I encountered Brenda Brathwaite’s Train at The Museum of Design Atlanta’s XYZ: Alternative Voices in Game Design exhibition, in a high-ceilinged gallery space with a skylight, the first steely clouds and bassy thunderclaps of a storm rolling in. I’d seen that Flatlands was all set up and ready to go, but Flatlands requires three players, and it was the end of the day, and the only other person in the room was curatorial assistant who’d sold me my ticket. So I was about to leave—but when I saw Train, I stopped and stared, then instinctively looked around, marginally embarrassed at my own burst of excitement.

You see, Train is a tabletop game, and also a unique art-object. (It handily rebuts all of the standard objections to games being considered “art,” from the aura of the original to the issue of single authorship, while also revealing the reductive silliness of that whole debate). There’s only one of it, and it travels from city to city, space to space. So I hadn’t known when or where or if I’d get to play Train, and somehow I’d missed it on the list of games in the exhibition, even though I knew about the involvement of John Sharp, the venerable art historian and Brathwaite’s sometime-collaborator. This was my shot.

“How’s it going?” the curatorial assistant asked just then.

“Good, except that there’s nobody to play Train with me,” I said with a near-total lack of subtlety, gesturing to the mostly-empty gallery. He smiled at me, unperturbed by my dopey faux-coyness, and we sat down and we played.

§ ENTRIES SHOWN
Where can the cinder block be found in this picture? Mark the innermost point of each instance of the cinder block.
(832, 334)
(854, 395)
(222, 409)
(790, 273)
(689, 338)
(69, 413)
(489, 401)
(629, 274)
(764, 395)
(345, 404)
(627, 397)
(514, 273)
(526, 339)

§ EXERCISES
a) In the passage about Train, how many players does Flatlands require?
b) Please list each circumstance that, in the passage about Train, made the narrator about to leave the gallery.
The listing has no connection to the passage about Train.

§ RESPONSES BY TASK
a) Three players.

b)
- Flatlands requires three players.
- It was the end of the day.
- The only other person in the room was the curatorial assistant who had sold the narrator the ticket.